Scan the records beneath this line for the line holding "target | brown gravel stone" and the line holding "target | brown lithops pair", then transcribe exactly those two and all lines between.

### Dataset entries
- - - -
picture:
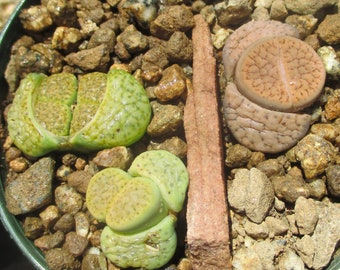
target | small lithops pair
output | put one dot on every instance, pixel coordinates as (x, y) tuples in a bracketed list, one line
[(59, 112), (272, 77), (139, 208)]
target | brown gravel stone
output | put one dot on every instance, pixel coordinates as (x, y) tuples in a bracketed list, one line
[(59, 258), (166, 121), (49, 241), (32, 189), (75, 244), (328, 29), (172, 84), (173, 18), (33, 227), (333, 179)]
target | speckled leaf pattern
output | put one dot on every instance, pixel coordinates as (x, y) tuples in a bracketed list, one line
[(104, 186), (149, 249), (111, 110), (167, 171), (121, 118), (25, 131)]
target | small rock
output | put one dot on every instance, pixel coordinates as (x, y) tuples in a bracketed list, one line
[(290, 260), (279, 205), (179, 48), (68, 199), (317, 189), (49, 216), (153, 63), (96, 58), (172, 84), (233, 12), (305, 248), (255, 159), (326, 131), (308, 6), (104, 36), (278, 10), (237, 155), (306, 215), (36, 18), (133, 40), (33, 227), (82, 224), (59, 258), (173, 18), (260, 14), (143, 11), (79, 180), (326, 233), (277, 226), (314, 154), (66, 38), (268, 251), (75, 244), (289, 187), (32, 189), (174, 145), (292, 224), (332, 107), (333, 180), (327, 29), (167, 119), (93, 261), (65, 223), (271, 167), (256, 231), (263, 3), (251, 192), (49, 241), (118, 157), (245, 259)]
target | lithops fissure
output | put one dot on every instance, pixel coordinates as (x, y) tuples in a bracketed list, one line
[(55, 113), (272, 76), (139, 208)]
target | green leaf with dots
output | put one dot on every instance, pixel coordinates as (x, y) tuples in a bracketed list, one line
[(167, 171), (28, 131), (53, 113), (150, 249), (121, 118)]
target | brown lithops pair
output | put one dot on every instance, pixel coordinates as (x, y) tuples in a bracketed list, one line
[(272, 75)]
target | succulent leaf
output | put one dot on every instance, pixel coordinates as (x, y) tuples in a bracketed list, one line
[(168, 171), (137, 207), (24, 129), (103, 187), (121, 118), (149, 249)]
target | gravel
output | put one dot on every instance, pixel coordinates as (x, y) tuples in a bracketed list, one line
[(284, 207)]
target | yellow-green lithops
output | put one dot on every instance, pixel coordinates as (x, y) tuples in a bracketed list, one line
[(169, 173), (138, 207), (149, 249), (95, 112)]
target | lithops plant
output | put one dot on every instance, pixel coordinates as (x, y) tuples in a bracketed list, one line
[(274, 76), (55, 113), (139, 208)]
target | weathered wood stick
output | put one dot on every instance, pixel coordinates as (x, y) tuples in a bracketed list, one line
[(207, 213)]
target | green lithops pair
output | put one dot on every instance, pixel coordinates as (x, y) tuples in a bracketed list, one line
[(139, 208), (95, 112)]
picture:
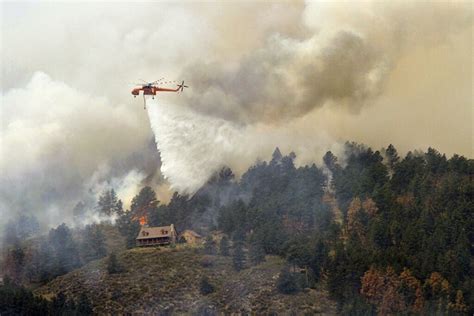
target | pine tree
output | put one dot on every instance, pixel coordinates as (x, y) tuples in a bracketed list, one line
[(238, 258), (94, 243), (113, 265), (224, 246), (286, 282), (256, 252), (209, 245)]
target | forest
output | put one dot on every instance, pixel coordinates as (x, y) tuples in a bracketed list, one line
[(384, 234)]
- - - -
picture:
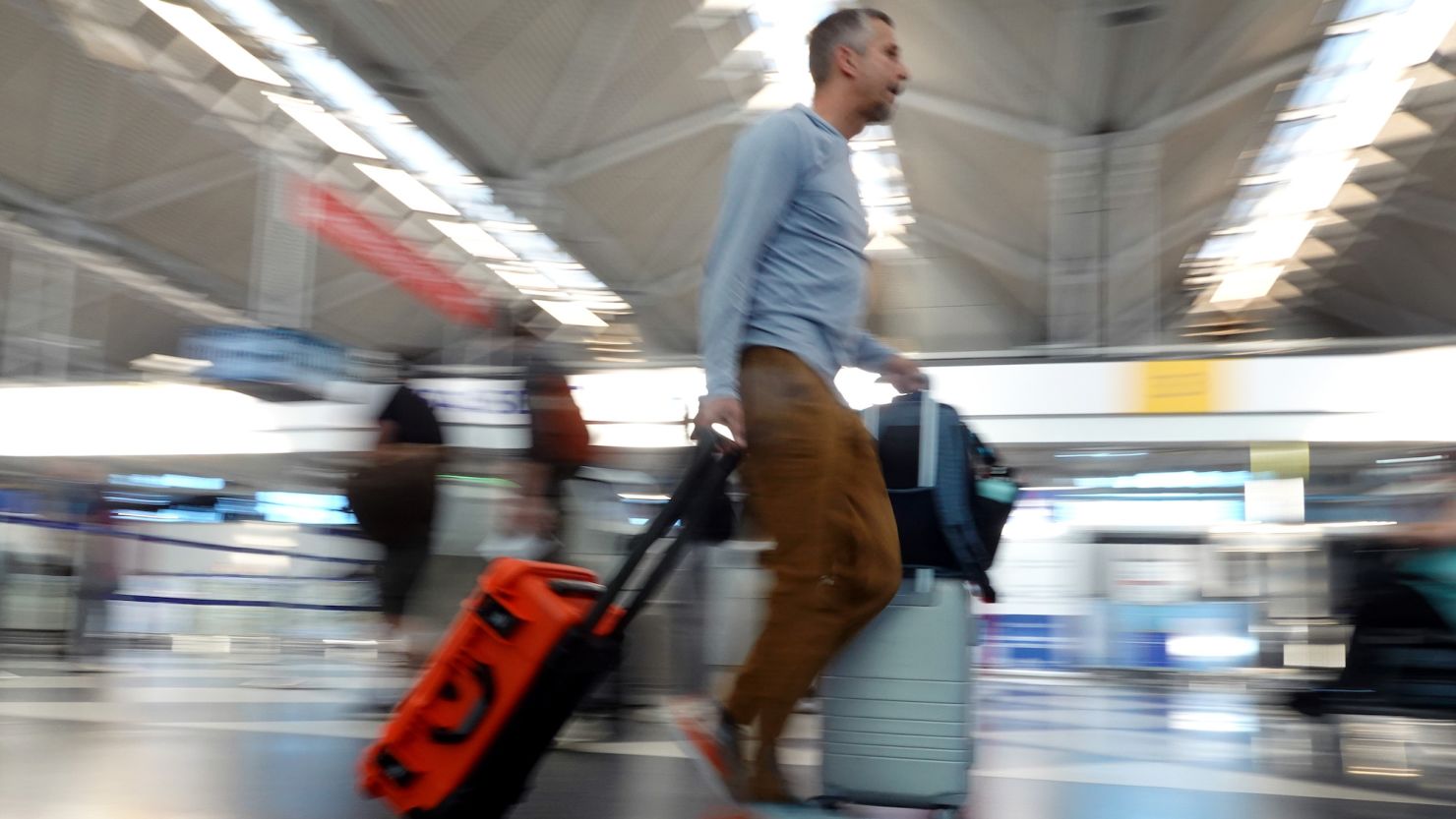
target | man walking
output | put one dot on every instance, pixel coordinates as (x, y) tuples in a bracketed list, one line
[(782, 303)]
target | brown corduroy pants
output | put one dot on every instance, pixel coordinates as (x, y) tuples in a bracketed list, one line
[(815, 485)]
- - - -
### Answer box
target | brown gravel stone
output | put one dot on every instance, pixel coordinates as (x, y) tuples in a bracketed list, one line
[(59, 258), (166, 121), (49, 241), (32, 189), (75, 244), (328, 29), (172, 84), (173, 18), (33, 227), (333, 179)]
target | speckled leaf pattern
output | put one dot on every instance, pixel coordinates as (x, y) tuples in a bracketed list, one line
[(104, 186), (149, 249), (111, 110), (167, 171), (121, 118), (25, 131)]
target | small rock
output | put one dot on every instance, pixel coordinates as (x, y) tuples in a bracketed list, one line
[(290, 260), (279, 205), (179, 48), (68, 199), (317, 189), (49, 216), (153, 63), (96, 58), (172, 84), (233, 12), (305, 248), (255, 159), (326, 131), (308, 6), (104, 36), (278, 10), (237, 155), (306, 215), (36, 18), (133, 40), (33, 227), (82, 224), (59, 258), (173, 18), (260, 14), (143, 11), (79, 180), (326, 233), (277, 226), (314, 154), (66, 38), (268, 251), (75, 244), (289, 187), (32, 189), (174, 145), (292, 224), (332, 107), (333, 180), (327, 29), (167, 119), (93, 261), (65, 223), (271, 167), (256, 231), (263, 3), (251, 192), (49, 241), (118, 157), (245, 259)]
target | lithops fissure
output | put one dot on every instance, pixel coordinates as (x, y) tuples in a bracketed list, one line
[(55, 113), (272, 76), (139, 208)]
target | green leaf with dots
output | put one dot on every instance, pixel coordinates as (x, y) tuples in a bracketed list, one line
[(167, 171), (28, 131), (53, 113), (150, 249), (121, 118)]
target | brown lithops pair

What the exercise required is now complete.